━━━ INFORMATION SHOWN ━━━

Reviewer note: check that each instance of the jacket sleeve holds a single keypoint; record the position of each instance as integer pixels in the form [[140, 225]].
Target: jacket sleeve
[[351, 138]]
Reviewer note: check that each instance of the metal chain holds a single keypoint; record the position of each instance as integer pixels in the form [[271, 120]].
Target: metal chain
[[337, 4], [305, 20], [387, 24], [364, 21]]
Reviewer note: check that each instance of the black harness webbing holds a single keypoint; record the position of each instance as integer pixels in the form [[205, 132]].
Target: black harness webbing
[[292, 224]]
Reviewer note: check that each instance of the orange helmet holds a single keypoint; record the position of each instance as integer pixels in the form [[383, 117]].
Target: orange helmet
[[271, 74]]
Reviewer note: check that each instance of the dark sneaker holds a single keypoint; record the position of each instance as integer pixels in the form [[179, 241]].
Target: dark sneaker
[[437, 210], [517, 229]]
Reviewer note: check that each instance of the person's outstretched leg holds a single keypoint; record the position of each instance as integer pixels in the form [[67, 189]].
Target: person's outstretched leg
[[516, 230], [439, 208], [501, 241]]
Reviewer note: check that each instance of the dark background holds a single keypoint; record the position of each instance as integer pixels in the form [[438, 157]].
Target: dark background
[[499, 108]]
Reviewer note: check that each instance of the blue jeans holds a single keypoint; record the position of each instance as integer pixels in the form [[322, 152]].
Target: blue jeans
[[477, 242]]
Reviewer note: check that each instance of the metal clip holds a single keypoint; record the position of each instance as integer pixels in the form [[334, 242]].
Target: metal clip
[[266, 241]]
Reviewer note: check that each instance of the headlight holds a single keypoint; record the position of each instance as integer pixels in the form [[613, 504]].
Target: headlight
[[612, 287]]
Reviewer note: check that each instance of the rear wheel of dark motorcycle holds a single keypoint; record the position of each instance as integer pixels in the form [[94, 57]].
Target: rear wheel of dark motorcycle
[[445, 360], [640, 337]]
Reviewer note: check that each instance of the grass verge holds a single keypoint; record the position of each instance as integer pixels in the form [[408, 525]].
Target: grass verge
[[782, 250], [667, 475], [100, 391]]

━━━

REQUIRED ACTION → Given the records above, restate word for word only the lines starting at the one with "Reviewer note: check that each instance of the person's" and ending at the one with "Reviewer note: check that each instance of the dark background".

ANSWER SECTION →
Reviewer note: check that each instance of the person's outstretched leg holds a single keypoint; record the position of each instance as integer pixels in the form [[67, 189]].
Target: person's outstretched leg
[[516, 230], [439, 208], [501, 241]]
Reviewer note: check that each instance of the dark background holds a single keypoint; record the position of each instance as integer pixels in the form [[438, 157]].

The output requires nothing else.